◆ PROBLEM STATEMENT ◆
For the records below, say how many lines contain the string "point". Give the number only.

◆ SOURCE RECORDS ◆
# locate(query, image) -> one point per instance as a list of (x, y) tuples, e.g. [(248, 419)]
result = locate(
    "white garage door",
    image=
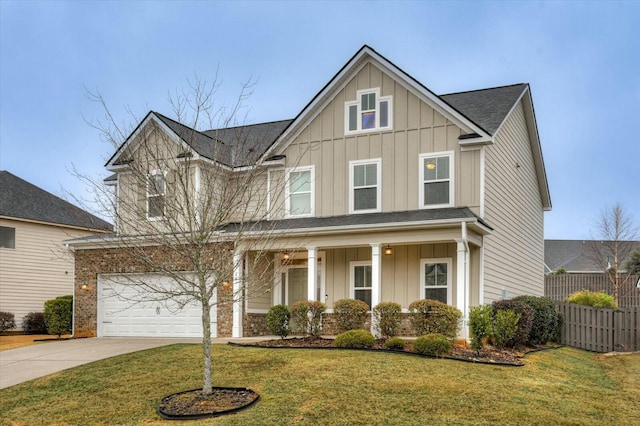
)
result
[(122, 314)]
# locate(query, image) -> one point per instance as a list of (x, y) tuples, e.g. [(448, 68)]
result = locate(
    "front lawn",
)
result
[(307, 387)]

◆ ANSWER AREA ◆
2